Start of Selected extract
In closing, 2008 should turn out to be another year of solid progress in delivering our results, improving our businesses, executing our strategies and making Air Products a great investment for our shareholders.

We believe our steady record of growth and improvement over the past four years is evidenced by the results we have delivered, double digit sales growth, double digit earnings growth and a meaningful improvement in return on capital for all four years. We the employees of Air Products have a great deal to be proud of, sales in 2007 exceeded $10 billion for the first time. We generated net income of $1 billion and achieved the return on capital goal we've set in 2004.

We also have proven to be good stewards of our shareholders money by investing wisely back in the business, making good use of debt capital available to us, increasing the dividend for the 25th straight year and continuing to buyback shares with the remaining cash. These facts are evidence of Air Products' underlying strength and excellent prospects for growth. Our people are focused on delivering today and continuing to deliver in the future.

We're all excited about the opportunities the future holds as we continue to profitably grow by winning and executing on new projects, improving our margins by 300 basis points over the next three years by driving productivity, increasing plan efficiency and improving our business mix. Delivering increased value to our customers through technical solutions that address the markets and our customers' most urgent needs, and continuing to develop our people around the world to meet greater challenges. Our people represent the essence of the Air Products difference. They are the ones who create those shareholder and customer value.

Thank you and now I turn the call over to Janelle to take your questions.

Question And Answer

Operator

Thank you. [Operator Instructions]. We'll take our first question today from P.J. Juvekar from Citi.

P. J. Juvekar - Citigroup

Good morning.

Paul E. Huck - Vice President and Chief Financial Officer

Good morning P.J.

Nelson Squires - Director, Investor Relations

Hi P.J.

P. J. Juvekar - Citigroup

You know you have a goal of raising operating margins by 100 basis points for the next three years.

Paul E. Huck - Vice President and Chief Financial Officer

Yes.

P. J. Juvekar - Citigroup

Can you achieve that with the current portfolio or do you need to exit chemicals and/or equipment business for that?

Paul E. Huck - Vice President and Chief Financial Officer

Well certainly P.J. a factor in here is for us and the sell out polymers businesses as we talked about. The polyurethane intermediates business we're going to keep. It doesn't impact the... our goals for margin. As far as for other things that we have the margin improvement plans which we pretty much laid out for people to deliver on net margin improvement over the next three years.

P. J. Juvekar - Citigroup

And then by selling HPPC, Paul, are you saying that the Ashland acquisition did not work out as well as you thought?
End of Selected extract
Start of Information shown
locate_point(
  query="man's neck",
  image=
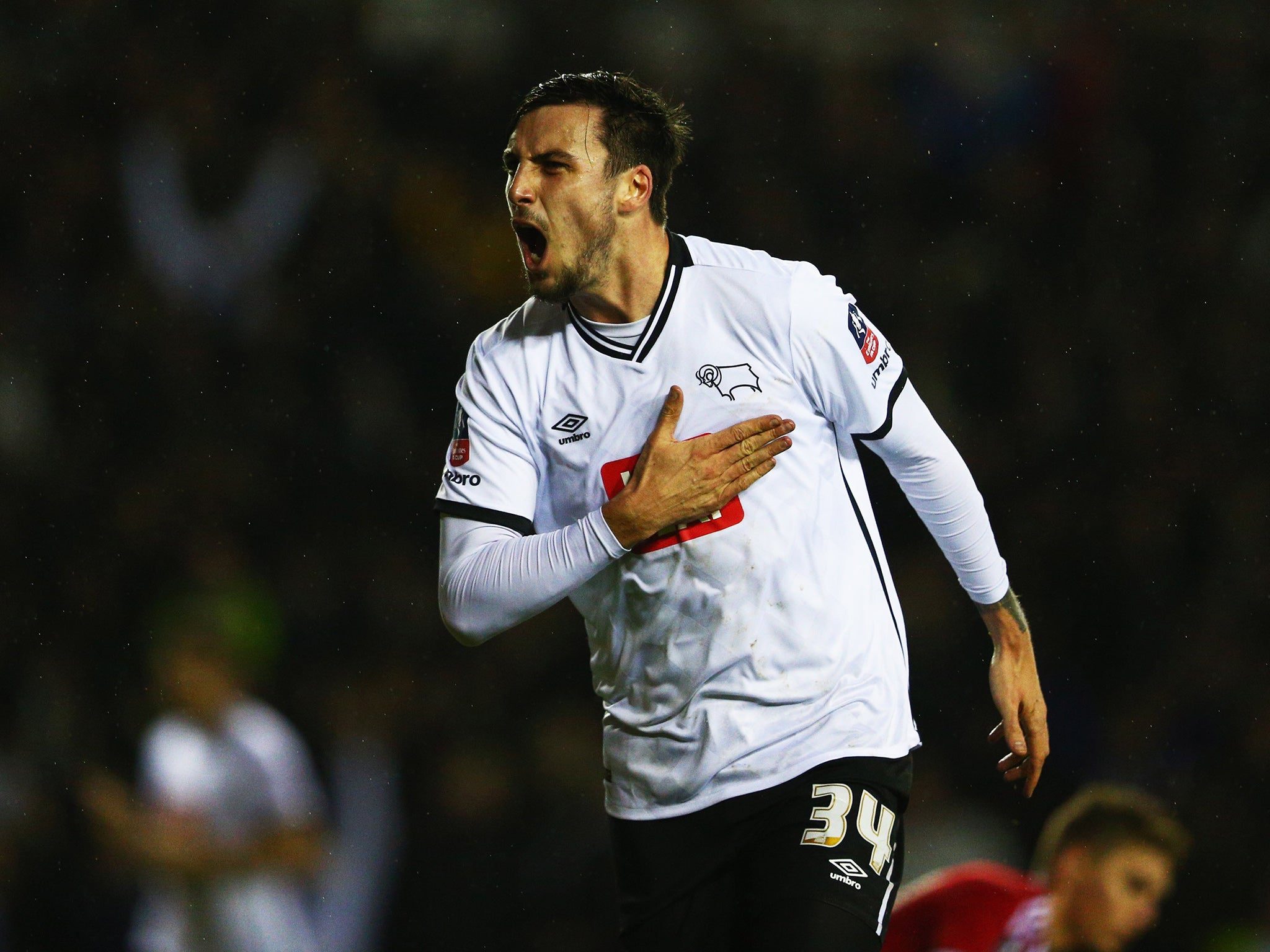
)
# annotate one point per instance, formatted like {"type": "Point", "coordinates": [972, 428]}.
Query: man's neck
{"type": "Point", "coordinates": [633, 281]}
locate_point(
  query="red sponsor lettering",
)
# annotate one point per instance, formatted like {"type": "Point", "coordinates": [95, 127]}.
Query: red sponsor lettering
{"type": "Point", "coordinates": [618, 472]}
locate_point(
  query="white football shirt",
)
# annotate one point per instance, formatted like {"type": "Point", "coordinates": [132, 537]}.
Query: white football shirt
{"type": "Point", "coordinates": [251, 777]}
{"type": "Point", "coordinates": [738, 651]}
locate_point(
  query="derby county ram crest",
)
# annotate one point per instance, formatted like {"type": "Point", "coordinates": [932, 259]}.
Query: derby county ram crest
{"type": "Point", "coordinates": [729, 379]}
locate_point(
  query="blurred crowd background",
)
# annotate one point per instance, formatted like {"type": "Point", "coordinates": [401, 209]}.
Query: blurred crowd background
{"type": "Point", "coordinates": [246, 247]}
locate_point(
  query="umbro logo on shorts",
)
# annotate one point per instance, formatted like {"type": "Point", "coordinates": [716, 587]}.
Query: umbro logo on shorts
{"type": "Point", "coordinates": [571, 425]}
{"type": "Point", "coordinates": [849, 871]}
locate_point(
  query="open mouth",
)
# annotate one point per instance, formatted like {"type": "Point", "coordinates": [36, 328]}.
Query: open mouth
{"type": "Point", "coordinates": [534, 243]}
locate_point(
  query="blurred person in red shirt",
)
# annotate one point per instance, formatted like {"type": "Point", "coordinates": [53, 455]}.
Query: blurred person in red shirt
{"type": "Point", "coordinates": [1104, 863]}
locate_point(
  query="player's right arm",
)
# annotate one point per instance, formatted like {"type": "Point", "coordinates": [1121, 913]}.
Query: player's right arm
{"type": "Point", "coordinates": [495, 573]}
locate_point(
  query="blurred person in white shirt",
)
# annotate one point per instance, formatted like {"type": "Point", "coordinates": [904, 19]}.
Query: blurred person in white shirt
{"type": "Point", "coordinates": [228, 824]}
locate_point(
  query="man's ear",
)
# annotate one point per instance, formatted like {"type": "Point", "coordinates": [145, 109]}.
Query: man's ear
{"type": "Point", "coordinates": [634, 190]}
{"type": "Point", "coordinates": [1070, 866]}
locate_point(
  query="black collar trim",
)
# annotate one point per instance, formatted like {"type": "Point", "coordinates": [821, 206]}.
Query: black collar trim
{"type": "Point", "coordinates": [637, 351]}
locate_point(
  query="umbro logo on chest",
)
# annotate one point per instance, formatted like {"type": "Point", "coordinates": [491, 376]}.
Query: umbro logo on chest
{"type": "Point", "coordinates": [571, 425]}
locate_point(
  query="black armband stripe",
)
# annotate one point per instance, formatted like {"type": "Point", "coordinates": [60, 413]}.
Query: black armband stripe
{"type": "Point", "coordinates": [479, 513]}
{"type": "Point", "coordinates": [890, 409]}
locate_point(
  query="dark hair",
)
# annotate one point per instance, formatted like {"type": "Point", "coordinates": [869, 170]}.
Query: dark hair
{"type": "Point", "coordinates": [1103, 816]}
{"type": "Point", "coordinates": [639, 126]}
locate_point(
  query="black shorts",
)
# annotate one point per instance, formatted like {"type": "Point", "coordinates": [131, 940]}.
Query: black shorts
{"type": "Point", "coordinates": [806, 866]}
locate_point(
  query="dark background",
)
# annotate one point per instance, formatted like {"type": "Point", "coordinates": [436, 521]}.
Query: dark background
{"type": "Point", "coordinates": [1057, 213]}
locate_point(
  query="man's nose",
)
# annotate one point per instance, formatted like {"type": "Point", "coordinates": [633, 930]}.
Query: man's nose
{"type": "Point", "coordinates": [521, 190]}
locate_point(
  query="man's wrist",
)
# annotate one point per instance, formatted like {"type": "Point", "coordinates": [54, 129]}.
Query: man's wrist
{"type": "Point", "coordinates": [1006, 622]}
{"type": "Point", "coordinates": [623, 522]}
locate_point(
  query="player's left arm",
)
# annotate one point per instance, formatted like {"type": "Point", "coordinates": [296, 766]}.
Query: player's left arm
{"type": "Point", "coordinates": [855, 377]}
{"type": "Point", "coordinates": [940, 488]}
{"type": "Point", "coordinates": [1016, 692]}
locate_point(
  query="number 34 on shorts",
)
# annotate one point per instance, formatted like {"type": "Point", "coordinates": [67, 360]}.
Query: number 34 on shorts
{"type": "Point", "coordinates": [874, 823]}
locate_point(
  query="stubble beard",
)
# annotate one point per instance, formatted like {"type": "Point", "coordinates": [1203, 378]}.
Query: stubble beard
{"type": "Point", "coordinates": [587, 270]}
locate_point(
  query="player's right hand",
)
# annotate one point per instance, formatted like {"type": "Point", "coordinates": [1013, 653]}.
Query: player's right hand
{"type": "Point", "coordinates": [677, 482]}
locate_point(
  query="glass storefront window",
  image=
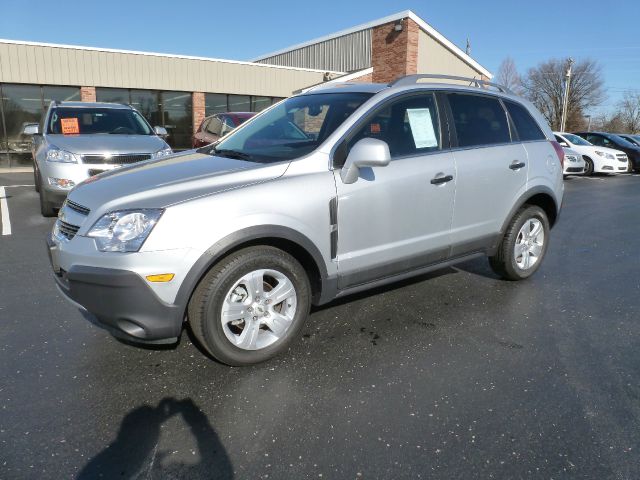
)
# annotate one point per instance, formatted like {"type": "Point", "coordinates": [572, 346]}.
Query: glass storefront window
{"type": "Point", "coordinates": [239, 103]}
{"type": "Point", "coordinates": [59, 94]}
{"type": "Point", "coordinates": [113, 95]}
{"type": "Point", "coordinates": [215, 103]}
{"type": "Point", "coordinates": [177, 112]}
{"type": "Point", "coordinates": [260, 103]}
{"type": "Point", "coordinates": [147, 102]}
{"type": "Point", "coordinates": [21, 105]}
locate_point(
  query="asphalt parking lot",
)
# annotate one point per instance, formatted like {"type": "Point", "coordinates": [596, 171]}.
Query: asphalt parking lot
{"type": "Point", "coordinates": [452, 375]}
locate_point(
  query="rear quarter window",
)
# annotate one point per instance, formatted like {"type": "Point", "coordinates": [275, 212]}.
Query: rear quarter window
{"type": "Point", "coordinates": [479, 120]}
{"type": "Point", "coordinates": [526, 126]}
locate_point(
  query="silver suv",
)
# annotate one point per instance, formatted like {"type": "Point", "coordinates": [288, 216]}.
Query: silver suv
{"type": "Point", "coordinates": [337, 190]}
{"type": "Point", "coordinates": [77, 140]}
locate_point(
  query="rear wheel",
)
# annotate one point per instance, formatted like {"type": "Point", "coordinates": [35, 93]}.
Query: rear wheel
{"type": "Point", "coordinates": [250, 306]}
{"type": "Point", "coordinates": [588, 166]}
{"type": "Point", "coordinates": [523, 246]}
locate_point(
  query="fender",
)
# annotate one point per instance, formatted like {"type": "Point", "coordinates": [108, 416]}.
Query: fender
{"type": "Point", "coordinates": [228, 243]}
{"type": "Point", "coordinates": [519, 203]}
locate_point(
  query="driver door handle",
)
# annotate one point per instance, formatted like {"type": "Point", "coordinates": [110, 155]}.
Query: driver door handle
{"type": "Point", "coordinates": [440, 180]}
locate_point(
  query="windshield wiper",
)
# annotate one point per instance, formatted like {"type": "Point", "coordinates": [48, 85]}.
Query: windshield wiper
{"type": "Point", "coordinates": [231, 154]}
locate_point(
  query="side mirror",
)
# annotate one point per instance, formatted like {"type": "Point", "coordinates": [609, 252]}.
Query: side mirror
{"type": "Point", "coordinates": [31, 129]}
{"type": "Point", "coordinates": [368, 152]}
{"type": "Point", "coordinates": [160, 131]}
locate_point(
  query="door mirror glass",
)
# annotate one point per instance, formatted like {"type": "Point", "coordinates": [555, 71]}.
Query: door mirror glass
{"type": "Point", "coordinates": [31, 129]}
{"type": "Point", "coordinates": [160, 131]}
{"type": "Point", "coordinates": [368, 152]}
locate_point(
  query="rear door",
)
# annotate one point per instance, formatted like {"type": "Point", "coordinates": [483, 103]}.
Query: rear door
{"type": "Point", "coordinates": [397, 218]}
{"type": "Point", "coordinates": [491, 170]}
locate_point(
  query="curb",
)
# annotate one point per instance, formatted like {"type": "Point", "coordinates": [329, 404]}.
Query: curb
{"type": "Point", "coordinates": [16, 170]}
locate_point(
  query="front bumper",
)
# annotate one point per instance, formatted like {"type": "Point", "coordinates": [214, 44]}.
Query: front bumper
{"type": "Point", "coordinates": [120, 300]}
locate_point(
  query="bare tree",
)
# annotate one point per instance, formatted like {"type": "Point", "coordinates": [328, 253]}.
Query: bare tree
{"type": "Point", "coordinates": [509, 77]}
{"type": "Point", "coordinates": [544, 86]}
{"type": "Point", "coordinates": [629, 112]}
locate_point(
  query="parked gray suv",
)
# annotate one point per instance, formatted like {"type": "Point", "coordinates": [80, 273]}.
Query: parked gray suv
{"type": "Point", "coordinates": [330, 192]}
{"type": "Point", "coordinates": [77, 140]}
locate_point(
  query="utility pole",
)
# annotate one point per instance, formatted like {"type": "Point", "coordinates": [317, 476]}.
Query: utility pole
{"type": "Point", "coordinates": [565, 98]}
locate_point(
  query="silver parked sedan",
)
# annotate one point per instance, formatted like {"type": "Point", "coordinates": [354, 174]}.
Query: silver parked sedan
{"type": "Point", "coordinates": [78, 140]}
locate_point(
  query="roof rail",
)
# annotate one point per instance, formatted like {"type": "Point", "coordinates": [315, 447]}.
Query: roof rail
{"type": "Point", "coordinates": [413, 79]}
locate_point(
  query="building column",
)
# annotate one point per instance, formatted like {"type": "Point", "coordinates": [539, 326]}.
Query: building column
{"type": "Point", "coordinates": [198, 103]}
{"type": "Point", "coordinates": [394, 53]}
{"type": "Point", "coordinates": [87, 94]}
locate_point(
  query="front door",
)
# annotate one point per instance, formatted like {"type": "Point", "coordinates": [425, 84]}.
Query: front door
{"type": "Point", "coordinates": [397, 218]}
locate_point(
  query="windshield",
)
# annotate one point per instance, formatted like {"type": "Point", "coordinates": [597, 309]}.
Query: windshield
{"type": "Point", "coordinates": [88, 121]}
{"type": "Point", "coordinates": [291, 129]}
{"type": "Point", "coordinates": [576, 140]}
{"type": "Point", "coordinates": [622, 141]}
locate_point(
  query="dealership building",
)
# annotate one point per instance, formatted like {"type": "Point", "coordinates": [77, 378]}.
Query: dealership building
{"type": "Point", "coordinates": [177, 91]}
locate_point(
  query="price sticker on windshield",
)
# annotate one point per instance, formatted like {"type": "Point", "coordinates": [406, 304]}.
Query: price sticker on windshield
{"type": "Point", "coordinates": [70, 126]}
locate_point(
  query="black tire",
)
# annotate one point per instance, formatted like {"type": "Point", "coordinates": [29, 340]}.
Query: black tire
{"type": "Point", "coordinates": [205, 306]}
{"type": "Point", "coordinates": [588, 166]}
{"type": "Point", "coordinates": [504, 262]}
{"type": "Point", "coordinates": [46, 207]}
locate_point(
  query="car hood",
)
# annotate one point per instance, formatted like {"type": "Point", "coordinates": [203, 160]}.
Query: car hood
{"type": "Point", "coordinates": [591, 148]}
{"type": "Point", "coordinates": [175, 179]}
{"type": "Point", "coordinates": [105, 143]}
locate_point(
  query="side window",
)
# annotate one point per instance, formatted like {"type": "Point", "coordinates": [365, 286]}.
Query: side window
{"type": "Point", "coordinates": [526, 126]}
{"type": "Point", "coordinates": [205, 125]}
{"type": "Point", "coordinates": [215, 126]}
{"type": "Point", "coordinates": [596, 140]}
{"type": "Point", "coordinates": [409, 125]}
{"type": "Point", "coordinates": [479, 120]}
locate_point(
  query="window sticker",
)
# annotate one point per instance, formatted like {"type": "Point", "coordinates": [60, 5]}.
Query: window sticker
{"type": "Point", "coordinates": [70, 126]}
{"type": "Point", "coordinates": [422, 129]}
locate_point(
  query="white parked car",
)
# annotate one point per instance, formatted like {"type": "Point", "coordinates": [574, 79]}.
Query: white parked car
{"type": "Point", "coordinates": [597, 159]}
{"type": "Point", "coordinates": [574, 164]}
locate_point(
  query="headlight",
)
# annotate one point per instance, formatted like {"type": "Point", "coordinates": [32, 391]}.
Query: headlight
{"type": "Point", "coordinates": [124, 230]}
{"type": "Point", "coordinates": [60, 156]}
{"type": "Point", "coordinates": [605, 155]}
{"type": "Point", "coordinates": [162, 153]}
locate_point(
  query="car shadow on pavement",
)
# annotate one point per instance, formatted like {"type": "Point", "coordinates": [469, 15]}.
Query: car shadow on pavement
{"type": "Point", "coordinates": [135, 452]}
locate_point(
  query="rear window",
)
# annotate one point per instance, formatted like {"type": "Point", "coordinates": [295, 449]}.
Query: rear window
{"type": "Point", "coordinates": [479, 120]}
{"type": "Point", "coordinates": [526, 126]}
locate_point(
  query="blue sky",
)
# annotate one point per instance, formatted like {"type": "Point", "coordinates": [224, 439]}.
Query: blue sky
{"type": "Point", "coordinates": [527, 31]}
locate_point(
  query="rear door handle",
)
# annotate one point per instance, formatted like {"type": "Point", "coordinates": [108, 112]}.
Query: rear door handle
{"type": "Point", "coordinates": [440, 180]}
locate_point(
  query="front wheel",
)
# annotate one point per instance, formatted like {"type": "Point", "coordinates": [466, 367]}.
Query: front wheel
{"type": "Point", "coordinates": [250, 306]}
{"type": "Point", "coordinates": [523, 246]}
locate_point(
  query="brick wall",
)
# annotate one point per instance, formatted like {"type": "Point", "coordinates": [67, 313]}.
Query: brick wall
{"type": "Point", "coordinates": [88, 94]}
{"type": "Point", "coordinates": [198, 101]}
{"type": "Point", "coordinates": [394, 54]}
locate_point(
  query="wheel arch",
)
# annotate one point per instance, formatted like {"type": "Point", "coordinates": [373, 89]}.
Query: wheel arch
{"type": "Point", "coordinates": [284, 238]}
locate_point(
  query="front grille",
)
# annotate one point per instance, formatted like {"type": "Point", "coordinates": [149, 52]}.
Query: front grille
{"type": "Point", "coordinates": [93, 173]}
{"type": "Point", "coordinates": [115, 159]}
{"type": "Point", "coordinates": [67, 230]}
{"type": "Point", "coordinates": [77, 208]}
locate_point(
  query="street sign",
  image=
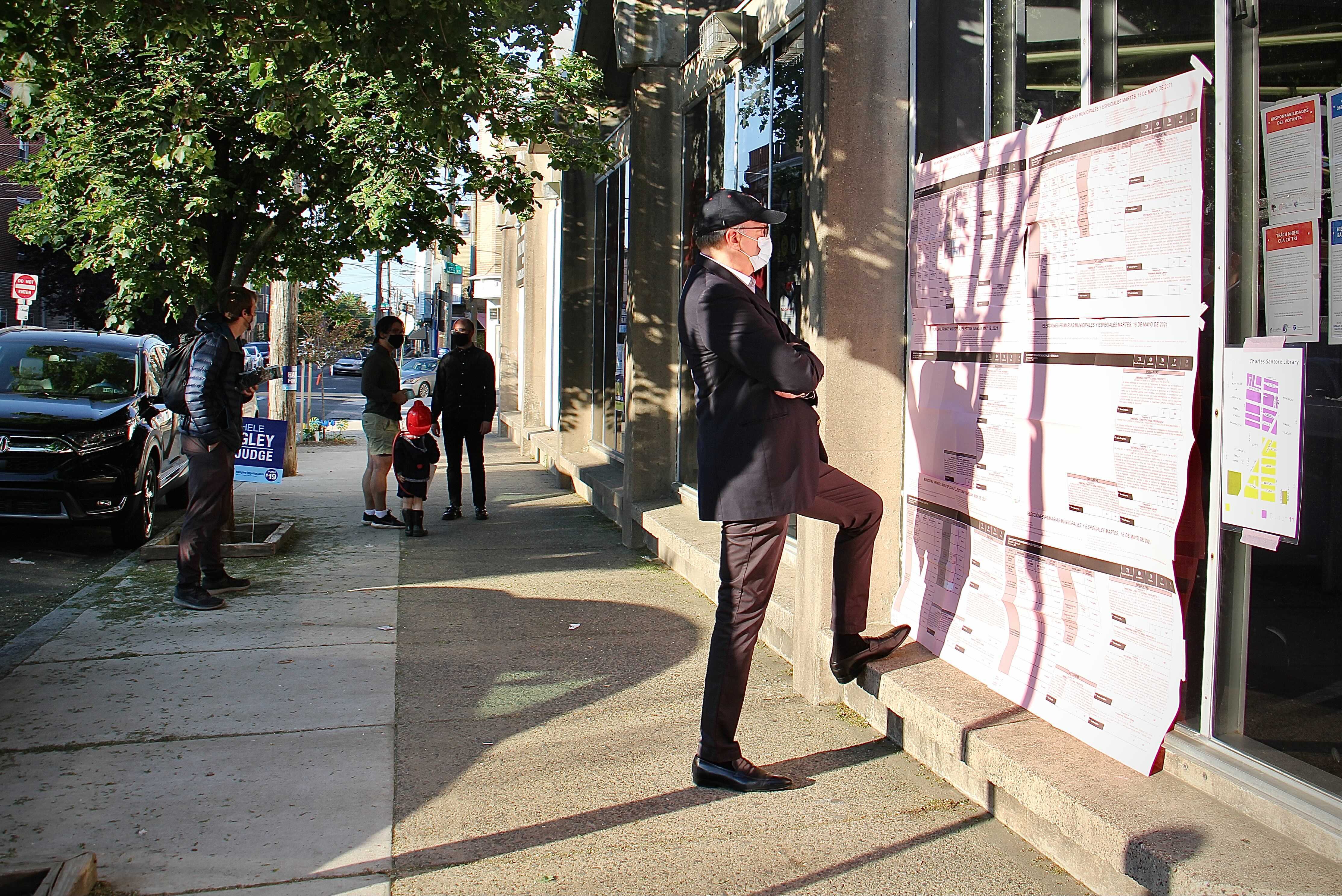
End of Information shown
* Short exercise 1 *
Answer the following from the transcript above:
(a) For how many straight years has the dividend been increased?
(b) What sales figure did 2007 exceed for the first time?
(c) Which business is the company going to keep?
* Short exercise 2 *
Decide whether each statement agrees with the transcript above. Answer yes or no, and quote the words that settle it.
(a) Net income reached $1 billion.
(b) The return on capital goal was set in 2006.
(c) The first question came from P.J. Juvekar.
* Short exercise 3 *
Edit the transcript starting with "Good morning P.J." and going on through "for the next three years.", replacing "operating margins" with "net margins".

* Solution 1 *
(a) 25 years
(b) $10 billion
(c) The polyurethane intermediates business

* Solution 2 *
(a) Yes: "We generated net income of $1 billion"
(b) No: "achieved the return on capital goal we've set in 2004"
(c) Yes: "We'll take our first question today from P.J. Juvekar from Citi."

* Solution 3 *
Good morning P.J.

Nelson Squires - Director, Investor Relations

Hi P.J.

P. J. Juvekar - Citigroup

You know you have a goal of raising net margins by 100 basis points for the next three years.